> **Set exercise**
Return the material below verbatim, reproducing every line in its original order with no changes.

> **Data excerpts**
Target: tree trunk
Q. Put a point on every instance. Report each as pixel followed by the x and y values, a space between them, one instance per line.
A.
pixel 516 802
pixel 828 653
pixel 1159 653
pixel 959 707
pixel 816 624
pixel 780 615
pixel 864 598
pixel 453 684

> **Output**
Target: tree trunk
Q. Put a point on every instance. Report each as pixel followed by the x and y values, a space between them, one instance per line.
A.
pixel 516 802
pixel 828 653
pixel 1159 653
pixel 959 707
pixel 816 624
pixel 780 615
pixel 864 598
pixel 453 684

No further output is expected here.